**Set problem**: Everything from the line that contains "Would you point out the bicycle rear" through the final line of the records should be written out exactly, and nothing outside that span.
— start of The data —
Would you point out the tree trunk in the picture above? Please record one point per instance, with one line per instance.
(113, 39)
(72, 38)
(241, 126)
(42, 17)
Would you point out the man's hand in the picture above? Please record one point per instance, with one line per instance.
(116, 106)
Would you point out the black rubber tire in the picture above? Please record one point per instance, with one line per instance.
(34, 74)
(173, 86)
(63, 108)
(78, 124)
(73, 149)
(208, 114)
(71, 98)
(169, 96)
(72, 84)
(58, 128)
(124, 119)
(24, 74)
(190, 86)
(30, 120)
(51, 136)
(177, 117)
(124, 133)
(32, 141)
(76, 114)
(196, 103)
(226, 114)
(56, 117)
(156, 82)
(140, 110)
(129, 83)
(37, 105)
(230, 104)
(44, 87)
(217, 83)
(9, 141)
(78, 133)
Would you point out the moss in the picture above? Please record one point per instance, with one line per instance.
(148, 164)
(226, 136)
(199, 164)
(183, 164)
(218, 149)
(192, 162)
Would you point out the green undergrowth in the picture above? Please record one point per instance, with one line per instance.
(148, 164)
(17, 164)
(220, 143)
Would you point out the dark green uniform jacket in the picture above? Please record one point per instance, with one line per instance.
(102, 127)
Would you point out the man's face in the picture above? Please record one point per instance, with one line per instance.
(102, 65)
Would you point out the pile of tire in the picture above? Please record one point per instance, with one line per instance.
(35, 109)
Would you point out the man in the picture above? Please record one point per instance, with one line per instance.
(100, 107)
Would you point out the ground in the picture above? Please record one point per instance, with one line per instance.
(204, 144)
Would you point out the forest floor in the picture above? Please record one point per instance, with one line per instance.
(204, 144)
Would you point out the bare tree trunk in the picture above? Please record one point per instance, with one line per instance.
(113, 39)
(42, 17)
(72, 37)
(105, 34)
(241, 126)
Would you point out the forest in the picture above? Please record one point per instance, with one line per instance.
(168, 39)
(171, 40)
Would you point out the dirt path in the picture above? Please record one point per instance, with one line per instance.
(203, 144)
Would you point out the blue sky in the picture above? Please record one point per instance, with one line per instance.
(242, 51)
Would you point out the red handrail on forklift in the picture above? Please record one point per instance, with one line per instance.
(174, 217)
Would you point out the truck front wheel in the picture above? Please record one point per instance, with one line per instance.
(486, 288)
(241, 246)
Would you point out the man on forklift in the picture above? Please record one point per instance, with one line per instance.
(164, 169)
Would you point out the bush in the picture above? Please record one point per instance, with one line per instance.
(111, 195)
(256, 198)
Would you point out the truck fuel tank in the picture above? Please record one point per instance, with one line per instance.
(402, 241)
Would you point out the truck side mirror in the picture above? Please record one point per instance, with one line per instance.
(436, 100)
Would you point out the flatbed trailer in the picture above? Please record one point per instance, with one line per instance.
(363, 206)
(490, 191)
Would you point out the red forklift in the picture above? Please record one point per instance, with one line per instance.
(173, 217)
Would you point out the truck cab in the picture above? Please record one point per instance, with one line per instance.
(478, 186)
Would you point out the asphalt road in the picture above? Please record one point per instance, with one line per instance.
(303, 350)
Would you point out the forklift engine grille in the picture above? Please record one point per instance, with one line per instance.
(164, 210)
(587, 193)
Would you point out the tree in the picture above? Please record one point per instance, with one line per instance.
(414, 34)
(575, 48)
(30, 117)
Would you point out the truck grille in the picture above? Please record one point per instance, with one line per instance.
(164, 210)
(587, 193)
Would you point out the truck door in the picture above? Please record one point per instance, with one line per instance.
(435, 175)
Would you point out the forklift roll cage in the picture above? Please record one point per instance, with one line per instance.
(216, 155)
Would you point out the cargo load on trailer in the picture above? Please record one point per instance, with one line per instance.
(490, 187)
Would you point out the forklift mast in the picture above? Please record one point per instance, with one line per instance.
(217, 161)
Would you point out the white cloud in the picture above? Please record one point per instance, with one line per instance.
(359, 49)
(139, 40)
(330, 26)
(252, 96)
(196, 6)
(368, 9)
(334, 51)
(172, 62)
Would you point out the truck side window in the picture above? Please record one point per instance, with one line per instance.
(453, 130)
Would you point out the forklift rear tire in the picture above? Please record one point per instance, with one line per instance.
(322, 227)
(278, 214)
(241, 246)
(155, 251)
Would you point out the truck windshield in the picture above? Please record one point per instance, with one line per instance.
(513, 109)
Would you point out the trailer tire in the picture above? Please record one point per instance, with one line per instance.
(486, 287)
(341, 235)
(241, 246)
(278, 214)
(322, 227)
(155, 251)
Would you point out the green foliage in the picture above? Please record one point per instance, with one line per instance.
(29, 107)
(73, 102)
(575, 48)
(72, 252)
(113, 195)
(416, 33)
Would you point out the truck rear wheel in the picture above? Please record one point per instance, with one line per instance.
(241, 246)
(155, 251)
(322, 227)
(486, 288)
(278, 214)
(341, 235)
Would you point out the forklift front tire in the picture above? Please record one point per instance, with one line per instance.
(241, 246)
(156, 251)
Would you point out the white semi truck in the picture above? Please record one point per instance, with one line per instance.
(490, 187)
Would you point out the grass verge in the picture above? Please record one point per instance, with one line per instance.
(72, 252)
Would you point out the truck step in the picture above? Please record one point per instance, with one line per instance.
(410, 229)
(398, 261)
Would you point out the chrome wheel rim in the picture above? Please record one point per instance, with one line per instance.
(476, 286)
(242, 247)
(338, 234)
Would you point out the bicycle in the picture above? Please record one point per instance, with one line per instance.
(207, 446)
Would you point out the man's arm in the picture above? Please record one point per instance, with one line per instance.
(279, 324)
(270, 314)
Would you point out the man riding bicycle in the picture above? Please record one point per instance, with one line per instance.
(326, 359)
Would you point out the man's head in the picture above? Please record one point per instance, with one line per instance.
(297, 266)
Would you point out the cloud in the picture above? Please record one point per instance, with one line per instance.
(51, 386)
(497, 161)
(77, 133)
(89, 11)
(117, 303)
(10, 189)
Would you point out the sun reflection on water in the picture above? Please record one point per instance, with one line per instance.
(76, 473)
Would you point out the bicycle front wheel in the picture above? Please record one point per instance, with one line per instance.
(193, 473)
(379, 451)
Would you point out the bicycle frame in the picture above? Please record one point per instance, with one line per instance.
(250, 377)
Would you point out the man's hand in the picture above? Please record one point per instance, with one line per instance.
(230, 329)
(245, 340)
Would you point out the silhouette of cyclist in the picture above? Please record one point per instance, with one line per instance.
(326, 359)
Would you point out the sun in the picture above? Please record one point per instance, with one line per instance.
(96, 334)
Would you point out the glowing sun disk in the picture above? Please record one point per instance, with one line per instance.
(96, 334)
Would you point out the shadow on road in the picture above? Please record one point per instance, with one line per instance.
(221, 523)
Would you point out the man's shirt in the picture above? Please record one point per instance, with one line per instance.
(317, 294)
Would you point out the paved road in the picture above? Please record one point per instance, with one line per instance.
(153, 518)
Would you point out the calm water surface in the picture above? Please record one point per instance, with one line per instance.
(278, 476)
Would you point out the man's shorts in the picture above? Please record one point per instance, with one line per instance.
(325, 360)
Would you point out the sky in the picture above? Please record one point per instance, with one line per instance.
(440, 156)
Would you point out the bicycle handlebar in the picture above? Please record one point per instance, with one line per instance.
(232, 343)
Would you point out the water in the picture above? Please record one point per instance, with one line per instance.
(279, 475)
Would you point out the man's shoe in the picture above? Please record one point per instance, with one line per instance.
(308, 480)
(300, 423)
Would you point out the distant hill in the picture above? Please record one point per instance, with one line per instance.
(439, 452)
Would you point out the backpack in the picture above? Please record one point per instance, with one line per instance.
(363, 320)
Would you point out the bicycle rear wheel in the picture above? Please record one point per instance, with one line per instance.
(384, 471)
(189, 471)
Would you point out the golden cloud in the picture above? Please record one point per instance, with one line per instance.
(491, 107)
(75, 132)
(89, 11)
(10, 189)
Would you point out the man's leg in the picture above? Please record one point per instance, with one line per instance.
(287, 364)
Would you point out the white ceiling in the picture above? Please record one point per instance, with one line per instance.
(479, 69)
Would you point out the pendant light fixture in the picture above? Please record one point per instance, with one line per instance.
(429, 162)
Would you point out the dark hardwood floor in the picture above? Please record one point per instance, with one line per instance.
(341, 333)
— end of The data —
**Reply to the task**:
Would you point out the bicycle rear wheel in the picture above? Please record one point per instance, with one line per instance.
(384, 471)
(189, 471)
Would you point out the golden cloud in the picture above? Please record one point per instance, with one line per instance.
(491, 107)
(75, 132)
(89, 11)
(10, 189)
Would you point out the man's leg in the picture above? Please record one point per instance, with one line per instance.
(287, 364)
Would you point out the white ceiling in the picture above? Please record one point per instance, with one line per instance.
(479, 69)
Would you point out the pendant light fixture in the picture above? Please record one point per instance, with one line per instance.
(429, 162)
Would you point out the dark hardwood floor in the picture above? Please record one point per instance, with one line per instance.
(341, 333)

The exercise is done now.